§ **What this task involves**
Report every line below that contains the word "hockey", copying each one in full.

§ **Information supplied**
______________________________

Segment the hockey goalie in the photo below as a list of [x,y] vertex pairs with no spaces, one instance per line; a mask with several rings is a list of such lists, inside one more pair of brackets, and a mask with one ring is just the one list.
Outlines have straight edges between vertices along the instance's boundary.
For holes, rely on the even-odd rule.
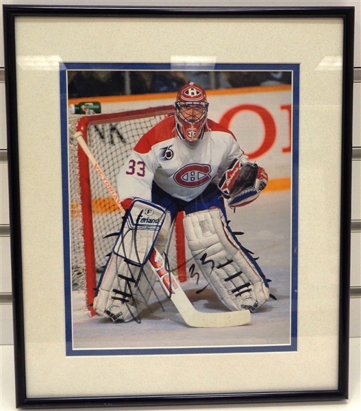
[[220,301],[251,312],[268,301],[267,280],[227,225],[225,206],[255,201],[267,175],[208,111],[204,90],[184,86],[175,114],[147,132],[121,168],[117,188],[127,213],[98,284],[99,314],[137,321],[156,280],[149,256],[154,247],[164,251],[180,211],[192,258]]

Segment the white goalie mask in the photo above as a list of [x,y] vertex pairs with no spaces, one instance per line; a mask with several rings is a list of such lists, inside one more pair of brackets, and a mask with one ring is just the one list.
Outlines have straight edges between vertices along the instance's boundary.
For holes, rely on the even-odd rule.
[[204,90],[195,83],[184,86],[175,101],[175,128],[178,136],[190,142],[201,138],[208,111],[208,102]]

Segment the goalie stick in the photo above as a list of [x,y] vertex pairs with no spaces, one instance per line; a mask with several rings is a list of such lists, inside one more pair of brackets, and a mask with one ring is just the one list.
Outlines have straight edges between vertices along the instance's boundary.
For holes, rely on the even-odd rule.
[[[116,201],[121,212],[124,215],[125,210],[121,205],[118,195],[92,155],[88,145],[83,138],[82,132],[76,132],[73,137],[77,139],[82,150]],[[197,310],[189,301],[176,278],[167,269],[162,255],[155,248],[151,253],[149,261],[166,295],[170,297],[186,323],[190,327],[234,327],[249,323],[251,313],[248,310],[227,312],[203,312]]]

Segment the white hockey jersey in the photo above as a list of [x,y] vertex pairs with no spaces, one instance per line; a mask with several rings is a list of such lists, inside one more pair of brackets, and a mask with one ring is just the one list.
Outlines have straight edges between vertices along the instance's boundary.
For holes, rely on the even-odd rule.
[[171,116],[139,140],[118,175],[118,192],[121,201],[151,201],[154,181],[171,196],[190,201],[211,182],[218,184],[234,158],[248,160],[228,129],[208,119],[202,139],[189,142],[177,136]]

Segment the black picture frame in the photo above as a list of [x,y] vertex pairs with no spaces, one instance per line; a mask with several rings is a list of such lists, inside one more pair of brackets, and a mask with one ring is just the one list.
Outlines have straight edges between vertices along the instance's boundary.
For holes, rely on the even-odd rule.
[[[234,404],[250,403],[271,403],[286,401],[312,401],[343,400],[348,395],[348,370],[349,370],[349,253],[350,253],[350,227],[351,227],[351,128],[352,128],[352,90],[353,90],[353,21],[354,9],[351,7],[335,8],[114,8],[114,7],[73,7],[73,6],[3,6],[4,39],[5,58],[5,87],[8,122],[8,147],[9,164],[9,188],[10,201],[10,238],[12,249],[12,272],[13,286],[14,351],[16,371],[16,406],[24,408],[71,408],[71,407],[110,407],[110,406],[200,406],[215,404]],[[342,22],[343,59],[339,70],[342,72],[342,84],[340,91],[340,103],[342,105],[339,119],[340,130],[338,138],[335,137],[339,147],[339,158],[335,159],[335,168],[337,169],[339,186],[339,201],[334,201],[333,206],[339,212],[338,221],[335,223],[335,234],[337,236],[339,247],[338,264],[337,274],[334,281],[332,282],[334,294],[338,295],[338,358],[334,358],[335,367],[337,368],[337,386],[332,389],[312,385],[308,389],[284,390],[282,387],[273,390],[267,390],[260,386],[259,390],[242,391],[240,387],[238,392],[203,392],[194,393],[189,389],[188,392],[164,393],[153,392],[147,394],[122,395],[109,395],[106,393],[91,396],[86,393],[74,395],[71,393],[59,394],[49,392],[40,395],[29,395],[29,389],[38,384],[38,381],[31,380],[28,373],[29,351],[27,348],[29,341],[29,303],[33,304],[36,300],[29,295],[29,284],[36,279],[29,277],[32,273],[29,267],[32,256],[27,253],[26,245],[28,235],[27,229],[29,216],[24,214],[25,203],[27,203],[29,196],[22,188],[22,180],[26,170],[31,170],[29,162],[25,161],[24,149],[19,149],[19,145],[23,145],[24,125],[22,115],[26,108],[19,103],[19,91],[21,86],[21,73],[18,60],[18,27],[21,22],[26,18],[33,18],[36,24],[46,21],[47,19],[55,18],[62,22],[66,22],[73,18],[88,19],[88,21],[97,18],[112,19],[153,19],[154,21],[166,21],[167,19],[182,19],[189,18],[219,18],[219,20],[234,21],[237,19],[268,19],[275,24],[282,19],[294,19],[296,22],[310,19],[338,19]],[[292,23],[291,23],[292,25]],[[36,45],[32,45],[36,47]],[[69,45],[69,47],[71,45]],[[280,46],[277,45],[277,47]],[[312,53],[312,46],[308,46]],[[302,62],[301,62],[302,64]],[[21,83],[23,86],[23,83]],[[301,92],[304,84],[301,82]],[[58,90],[54,90],[58,92]],[[46,102],[43,102],[46,104]],[[301,113],[302,116],[302,113]],[[25,127],[24,129],[24,127]],[[46,128],[46,126],[45,125]],[[26,133],[25,133],[26,134]],[[316,139],[316,136],[314,137]],[[302,140],[302,136],[300,139]],[[34,147],[31,149],[31,142],[27,142],[30,157],[36,158]],[[34,164],[35,165],[35,164]],[[40,166],[40,164],[37,166]],[[301,172],[300,172],[301,173]],[[315,177],[316,178],[316,177]],[[31,195],[30,195],[31,197]],[[33,199],[34,200],[34,199]],[[321,217],[320,217],[321,218]],[[34,236],[34,241],[38,236]],[[313,286],[319,288],[322,292],[324,284],[314,280]],[[33,284],[35,286],[35,283]],[[62,290],[58,290],[62,293]],[[62,295],[60,296],[60,299]],[[55,298],[56,299],[56,298]],[[47,308],[45,307],[45,310]],[[316,302],[312,310],[318,309]],[[41,319],[39,319],[41,321]],[[51,325],[48,324],[51,329]],[[65,342],[64,342],[65,344]],[[39,354],[40,355],[40,354]],[[267,354],[264,354],[267,355]],[[273,372],[276,372],[273,371]],[[251,371],[252,372],[252,371]],[[255,375],[258,375],[256,373]],[[33,376],[34,377],[34,376]],[[38,376],[40,377],[40,376]],[[73,376],[69,375],[71,380]],[[292,379],[292,375],[284,375],[284,379]]]

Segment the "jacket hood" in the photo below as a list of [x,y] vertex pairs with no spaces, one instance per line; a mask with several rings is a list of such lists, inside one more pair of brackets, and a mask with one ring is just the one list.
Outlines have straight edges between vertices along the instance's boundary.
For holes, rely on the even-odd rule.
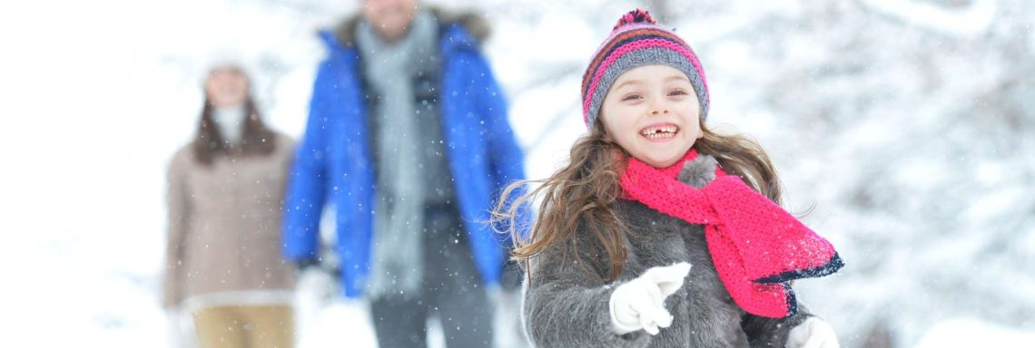
[[[439,21],[439,26],[449,28],[453,25],[463,27],[469,35],[477,42],[483,41],[491,34],[489,22],[480,14],[471,11],[450,11],[436,6],[425,6],[427,10]],[[321,32],[328,45],[334,48],[349,48],[355,44],[356,25],[362,20],[361,13],[350,15],[338,23],[333,29]]]

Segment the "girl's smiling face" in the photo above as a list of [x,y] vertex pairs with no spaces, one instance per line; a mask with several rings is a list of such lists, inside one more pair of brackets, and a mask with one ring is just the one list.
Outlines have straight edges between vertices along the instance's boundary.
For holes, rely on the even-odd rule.
[[646,65],[618,76],[603,98],[608,136],[653,167],[678,161],[701,131],[701,103],[689,78],[668,65]]

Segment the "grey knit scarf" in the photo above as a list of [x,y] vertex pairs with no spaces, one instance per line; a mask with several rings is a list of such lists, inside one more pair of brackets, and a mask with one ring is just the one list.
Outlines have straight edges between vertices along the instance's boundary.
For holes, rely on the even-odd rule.
[[377,196],[371,280],[366,294],[419,296],[423,278],[423,179],[414,98],[414,76],[436,54],[438,23],[418,10],[406,37],[386,43],[366,21],[356,28],[363,74],[380,96],[373,132]]

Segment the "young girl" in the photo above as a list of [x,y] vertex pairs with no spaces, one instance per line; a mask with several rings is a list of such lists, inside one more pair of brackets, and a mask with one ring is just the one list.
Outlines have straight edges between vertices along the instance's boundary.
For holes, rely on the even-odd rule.
[[542,194],[532,234],[511,227],[537,346],[837,347],[789,282],[840,259],[777,205],[758,144],[708,130],[704,70],[682,39],[646,11],[622,17],[583,77],[583,110],[590,134],[570,163],[496,212],[512,219]]

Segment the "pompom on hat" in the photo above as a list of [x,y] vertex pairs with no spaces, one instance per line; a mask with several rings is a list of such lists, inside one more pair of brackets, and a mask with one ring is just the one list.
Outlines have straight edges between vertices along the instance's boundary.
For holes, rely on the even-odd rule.
[[587,127],[596,122],[603,98],[618,76],[645,65],[668,65],[686,73],[701,102],[701,121],[705,121],[708,84],[698,56],[676,33],[637,8],[618,20],[583,74],[583,121]]

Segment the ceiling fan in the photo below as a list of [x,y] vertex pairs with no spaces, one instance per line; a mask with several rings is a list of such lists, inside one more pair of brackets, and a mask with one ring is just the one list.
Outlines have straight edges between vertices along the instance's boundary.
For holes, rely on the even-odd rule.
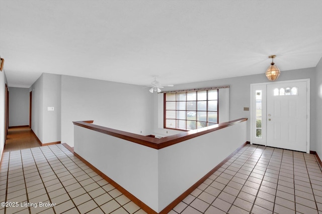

______________________________

§ **The output**
Segment the hockey goalie in the photo below as a list of [x,y] vertex pairs with no spaces, one instance per line; a mask with several rings is a list of such lists, inside one more pair of brackets, and a mask with one ring is just the one list.
Segment the white hockey jersey in the photo above as a list of [x,y] vertex pairs with no spaces, one instance per line; a mask with several rings is a list of such lists, inside one more pair of brackets, and a mask with one ring is just the one list.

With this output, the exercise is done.